● INFORMATION PROVIDED:
== == ==
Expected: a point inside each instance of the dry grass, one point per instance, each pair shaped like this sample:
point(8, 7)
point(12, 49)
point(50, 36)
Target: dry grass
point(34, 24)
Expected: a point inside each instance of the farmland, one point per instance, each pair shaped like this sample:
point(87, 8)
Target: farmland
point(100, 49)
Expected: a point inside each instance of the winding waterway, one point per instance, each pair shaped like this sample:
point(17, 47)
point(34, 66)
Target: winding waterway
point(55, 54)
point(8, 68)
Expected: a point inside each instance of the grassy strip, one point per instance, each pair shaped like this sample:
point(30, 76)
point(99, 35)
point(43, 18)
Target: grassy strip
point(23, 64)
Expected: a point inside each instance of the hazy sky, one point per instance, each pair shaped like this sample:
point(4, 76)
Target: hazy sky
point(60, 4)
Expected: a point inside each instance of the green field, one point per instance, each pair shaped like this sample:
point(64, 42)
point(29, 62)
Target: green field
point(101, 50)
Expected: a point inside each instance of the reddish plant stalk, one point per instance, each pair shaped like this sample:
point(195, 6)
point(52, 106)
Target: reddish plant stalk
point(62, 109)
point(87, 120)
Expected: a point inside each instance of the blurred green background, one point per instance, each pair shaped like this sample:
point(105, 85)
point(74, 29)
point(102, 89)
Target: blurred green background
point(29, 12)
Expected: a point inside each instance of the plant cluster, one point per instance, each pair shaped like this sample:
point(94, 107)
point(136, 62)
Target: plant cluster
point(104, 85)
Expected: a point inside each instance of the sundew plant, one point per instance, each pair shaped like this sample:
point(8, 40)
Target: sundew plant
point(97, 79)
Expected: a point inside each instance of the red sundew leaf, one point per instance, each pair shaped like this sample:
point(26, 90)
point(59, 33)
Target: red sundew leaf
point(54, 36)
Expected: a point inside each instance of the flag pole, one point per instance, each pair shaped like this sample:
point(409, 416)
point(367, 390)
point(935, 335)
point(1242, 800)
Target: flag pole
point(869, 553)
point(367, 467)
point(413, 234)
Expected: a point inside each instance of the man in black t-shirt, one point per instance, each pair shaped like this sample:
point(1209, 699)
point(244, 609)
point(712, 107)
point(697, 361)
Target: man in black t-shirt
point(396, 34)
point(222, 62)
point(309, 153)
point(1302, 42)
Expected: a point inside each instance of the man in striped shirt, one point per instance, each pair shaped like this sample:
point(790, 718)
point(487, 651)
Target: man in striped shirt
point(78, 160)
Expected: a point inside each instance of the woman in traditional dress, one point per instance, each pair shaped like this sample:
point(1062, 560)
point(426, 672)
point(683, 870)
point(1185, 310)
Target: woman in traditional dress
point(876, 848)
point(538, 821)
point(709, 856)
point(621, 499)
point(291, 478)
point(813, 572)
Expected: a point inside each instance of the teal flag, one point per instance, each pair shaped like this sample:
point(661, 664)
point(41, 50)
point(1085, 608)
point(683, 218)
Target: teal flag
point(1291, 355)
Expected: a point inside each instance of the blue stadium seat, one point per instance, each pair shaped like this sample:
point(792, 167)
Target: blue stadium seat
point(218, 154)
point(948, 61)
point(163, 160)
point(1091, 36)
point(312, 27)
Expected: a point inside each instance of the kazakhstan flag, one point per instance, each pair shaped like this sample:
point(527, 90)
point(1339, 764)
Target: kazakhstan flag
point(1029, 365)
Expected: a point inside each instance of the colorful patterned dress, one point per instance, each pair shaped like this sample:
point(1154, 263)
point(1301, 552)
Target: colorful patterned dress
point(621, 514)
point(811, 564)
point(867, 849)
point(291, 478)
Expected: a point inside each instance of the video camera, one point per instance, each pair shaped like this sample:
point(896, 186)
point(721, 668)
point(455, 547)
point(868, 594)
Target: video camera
== == ==
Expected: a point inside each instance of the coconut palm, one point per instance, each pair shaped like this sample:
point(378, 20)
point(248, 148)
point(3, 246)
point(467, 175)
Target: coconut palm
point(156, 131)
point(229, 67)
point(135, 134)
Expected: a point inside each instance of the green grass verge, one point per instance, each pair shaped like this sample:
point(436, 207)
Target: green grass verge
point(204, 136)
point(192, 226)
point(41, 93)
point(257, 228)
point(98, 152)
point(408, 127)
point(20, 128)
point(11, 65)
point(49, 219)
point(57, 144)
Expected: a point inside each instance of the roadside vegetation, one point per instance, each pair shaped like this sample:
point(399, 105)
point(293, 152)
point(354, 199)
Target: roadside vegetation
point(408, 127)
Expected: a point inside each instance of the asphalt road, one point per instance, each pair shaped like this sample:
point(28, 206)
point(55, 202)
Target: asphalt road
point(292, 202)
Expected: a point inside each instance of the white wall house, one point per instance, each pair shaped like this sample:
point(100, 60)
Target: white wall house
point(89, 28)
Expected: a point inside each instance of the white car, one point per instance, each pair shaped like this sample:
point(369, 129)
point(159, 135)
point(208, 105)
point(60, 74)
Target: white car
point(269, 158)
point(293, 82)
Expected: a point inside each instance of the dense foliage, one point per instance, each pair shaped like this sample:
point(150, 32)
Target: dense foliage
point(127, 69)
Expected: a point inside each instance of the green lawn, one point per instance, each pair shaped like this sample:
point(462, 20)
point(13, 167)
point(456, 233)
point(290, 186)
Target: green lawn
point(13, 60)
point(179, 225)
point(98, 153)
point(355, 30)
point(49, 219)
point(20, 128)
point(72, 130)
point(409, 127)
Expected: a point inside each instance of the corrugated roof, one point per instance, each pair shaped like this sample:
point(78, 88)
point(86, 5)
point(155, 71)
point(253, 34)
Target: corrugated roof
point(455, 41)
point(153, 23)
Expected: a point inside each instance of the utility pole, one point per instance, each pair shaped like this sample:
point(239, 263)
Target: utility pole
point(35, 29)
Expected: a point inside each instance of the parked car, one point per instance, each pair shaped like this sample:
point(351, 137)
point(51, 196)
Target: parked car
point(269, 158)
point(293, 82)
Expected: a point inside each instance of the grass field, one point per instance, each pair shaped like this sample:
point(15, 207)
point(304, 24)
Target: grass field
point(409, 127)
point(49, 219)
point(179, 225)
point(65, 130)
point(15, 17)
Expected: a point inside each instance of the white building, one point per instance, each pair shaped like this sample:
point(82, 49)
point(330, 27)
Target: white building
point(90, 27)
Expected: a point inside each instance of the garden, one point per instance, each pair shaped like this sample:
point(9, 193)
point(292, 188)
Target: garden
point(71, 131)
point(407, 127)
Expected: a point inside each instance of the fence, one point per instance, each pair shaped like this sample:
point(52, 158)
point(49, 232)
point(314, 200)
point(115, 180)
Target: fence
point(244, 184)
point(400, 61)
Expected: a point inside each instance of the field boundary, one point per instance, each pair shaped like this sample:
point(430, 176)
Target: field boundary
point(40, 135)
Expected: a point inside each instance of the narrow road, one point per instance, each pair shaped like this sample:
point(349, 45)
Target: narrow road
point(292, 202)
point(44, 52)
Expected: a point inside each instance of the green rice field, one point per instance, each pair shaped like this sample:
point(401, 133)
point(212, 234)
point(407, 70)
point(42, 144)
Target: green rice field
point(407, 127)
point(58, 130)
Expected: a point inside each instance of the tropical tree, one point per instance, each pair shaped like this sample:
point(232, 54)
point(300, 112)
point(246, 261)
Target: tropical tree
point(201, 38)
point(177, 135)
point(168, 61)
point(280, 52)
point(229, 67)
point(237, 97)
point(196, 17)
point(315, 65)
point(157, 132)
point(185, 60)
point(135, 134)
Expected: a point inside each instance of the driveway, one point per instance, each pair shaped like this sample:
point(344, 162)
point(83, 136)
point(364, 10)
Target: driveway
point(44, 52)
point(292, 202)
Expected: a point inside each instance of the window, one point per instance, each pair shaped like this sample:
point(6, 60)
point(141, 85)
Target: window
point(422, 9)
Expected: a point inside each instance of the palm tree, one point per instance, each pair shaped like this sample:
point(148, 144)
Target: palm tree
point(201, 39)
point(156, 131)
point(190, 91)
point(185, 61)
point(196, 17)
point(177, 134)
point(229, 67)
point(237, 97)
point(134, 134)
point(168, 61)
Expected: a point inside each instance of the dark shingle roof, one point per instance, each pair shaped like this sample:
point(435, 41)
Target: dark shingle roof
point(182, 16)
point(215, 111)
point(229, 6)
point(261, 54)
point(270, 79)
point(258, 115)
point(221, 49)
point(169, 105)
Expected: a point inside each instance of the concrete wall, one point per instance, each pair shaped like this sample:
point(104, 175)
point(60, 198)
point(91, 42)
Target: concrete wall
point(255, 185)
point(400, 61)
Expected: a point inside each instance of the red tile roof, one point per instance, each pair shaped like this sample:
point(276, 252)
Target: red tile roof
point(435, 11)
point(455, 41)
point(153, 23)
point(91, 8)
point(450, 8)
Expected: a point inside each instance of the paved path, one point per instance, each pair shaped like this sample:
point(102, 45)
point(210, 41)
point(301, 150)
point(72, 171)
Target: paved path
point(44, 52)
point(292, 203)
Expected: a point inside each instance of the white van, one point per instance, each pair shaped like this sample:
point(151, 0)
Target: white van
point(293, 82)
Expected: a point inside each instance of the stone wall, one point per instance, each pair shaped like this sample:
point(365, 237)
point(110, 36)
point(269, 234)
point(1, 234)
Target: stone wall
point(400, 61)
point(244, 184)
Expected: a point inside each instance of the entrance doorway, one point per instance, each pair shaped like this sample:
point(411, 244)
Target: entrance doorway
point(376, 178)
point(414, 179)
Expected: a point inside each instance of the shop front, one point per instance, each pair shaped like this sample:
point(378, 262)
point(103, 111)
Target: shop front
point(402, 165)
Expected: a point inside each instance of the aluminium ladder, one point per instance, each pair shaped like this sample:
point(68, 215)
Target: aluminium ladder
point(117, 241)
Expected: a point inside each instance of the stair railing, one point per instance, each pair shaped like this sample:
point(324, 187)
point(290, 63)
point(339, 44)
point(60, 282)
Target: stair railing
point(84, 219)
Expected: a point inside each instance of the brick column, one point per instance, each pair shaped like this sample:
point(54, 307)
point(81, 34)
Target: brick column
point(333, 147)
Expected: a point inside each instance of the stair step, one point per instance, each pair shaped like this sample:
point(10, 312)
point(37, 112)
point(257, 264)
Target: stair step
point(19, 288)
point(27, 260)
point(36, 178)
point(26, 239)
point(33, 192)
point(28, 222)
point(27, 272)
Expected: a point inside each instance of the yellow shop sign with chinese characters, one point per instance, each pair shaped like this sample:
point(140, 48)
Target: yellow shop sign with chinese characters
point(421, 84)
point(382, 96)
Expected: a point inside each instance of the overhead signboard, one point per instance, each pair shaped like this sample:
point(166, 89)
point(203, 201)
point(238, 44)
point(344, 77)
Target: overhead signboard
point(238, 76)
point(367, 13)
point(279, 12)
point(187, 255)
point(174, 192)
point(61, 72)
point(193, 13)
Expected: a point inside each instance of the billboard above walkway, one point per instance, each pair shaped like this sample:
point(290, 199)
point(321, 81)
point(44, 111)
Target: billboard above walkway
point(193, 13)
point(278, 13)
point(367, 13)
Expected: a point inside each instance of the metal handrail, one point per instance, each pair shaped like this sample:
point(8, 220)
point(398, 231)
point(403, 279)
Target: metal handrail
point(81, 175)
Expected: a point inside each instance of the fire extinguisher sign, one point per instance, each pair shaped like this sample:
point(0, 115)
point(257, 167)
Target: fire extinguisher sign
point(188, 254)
== == ==
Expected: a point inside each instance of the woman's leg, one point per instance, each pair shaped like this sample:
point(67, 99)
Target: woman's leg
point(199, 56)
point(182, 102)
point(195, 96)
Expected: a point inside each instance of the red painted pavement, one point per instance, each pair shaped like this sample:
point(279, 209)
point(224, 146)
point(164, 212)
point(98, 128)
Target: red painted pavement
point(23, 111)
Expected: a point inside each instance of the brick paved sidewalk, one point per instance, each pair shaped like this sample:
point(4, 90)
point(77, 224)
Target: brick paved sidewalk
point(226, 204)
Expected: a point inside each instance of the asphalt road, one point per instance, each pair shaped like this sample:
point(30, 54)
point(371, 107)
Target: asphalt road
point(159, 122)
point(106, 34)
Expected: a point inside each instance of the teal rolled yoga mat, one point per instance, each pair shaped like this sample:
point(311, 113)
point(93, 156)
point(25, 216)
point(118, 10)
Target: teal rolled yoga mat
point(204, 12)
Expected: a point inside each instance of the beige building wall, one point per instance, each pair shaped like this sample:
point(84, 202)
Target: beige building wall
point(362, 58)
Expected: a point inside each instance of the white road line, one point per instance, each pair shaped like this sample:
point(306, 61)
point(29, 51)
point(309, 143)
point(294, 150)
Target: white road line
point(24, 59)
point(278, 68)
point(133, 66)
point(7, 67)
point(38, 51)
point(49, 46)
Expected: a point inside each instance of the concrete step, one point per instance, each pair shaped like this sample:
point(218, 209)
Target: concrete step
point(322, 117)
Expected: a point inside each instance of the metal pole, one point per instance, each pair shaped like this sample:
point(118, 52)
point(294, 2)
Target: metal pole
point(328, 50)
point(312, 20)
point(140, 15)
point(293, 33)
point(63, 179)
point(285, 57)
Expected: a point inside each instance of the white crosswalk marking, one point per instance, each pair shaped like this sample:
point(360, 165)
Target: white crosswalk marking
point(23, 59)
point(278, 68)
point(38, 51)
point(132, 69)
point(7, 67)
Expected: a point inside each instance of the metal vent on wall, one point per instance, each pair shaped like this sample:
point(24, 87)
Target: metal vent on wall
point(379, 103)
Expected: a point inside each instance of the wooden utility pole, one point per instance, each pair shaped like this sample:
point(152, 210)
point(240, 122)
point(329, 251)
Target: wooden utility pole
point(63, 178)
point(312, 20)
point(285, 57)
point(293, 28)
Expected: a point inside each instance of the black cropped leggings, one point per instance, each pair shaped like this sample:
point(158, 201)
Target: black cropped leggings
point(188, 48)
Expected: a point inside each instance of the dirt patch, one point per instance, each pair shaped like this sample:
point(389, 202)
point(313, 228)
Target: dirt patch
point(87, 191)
== == ==
● WHAT IS REQUIRED: Edit the records from the line with "Expected: a point inside each instance of the dry" up to and including the line with "point(8, 68)" by swapping "farmland" for "cropland", changing nothing else. Give back only those lines.

● REPLY:
Expected: a point inside each instance of the dry grass, one point per instance, each pair shaped like this sample:
point(8, 7)
point(12, 49)
point(50, 36)
Target: dry grass
point(34, 24)
Expected: a point inside each instance of the cropland, one point per instance, each pair shaped like this sample:
point(87, 8)
Target: cropland
point(100, 49)
Expected: a point inside each instance of the winding waterway, one point per instance, each pair shaped like this sample:
point(17, 47)
point(34, 66)
Target: winding waterway
point(55, 54)
point(8, 68)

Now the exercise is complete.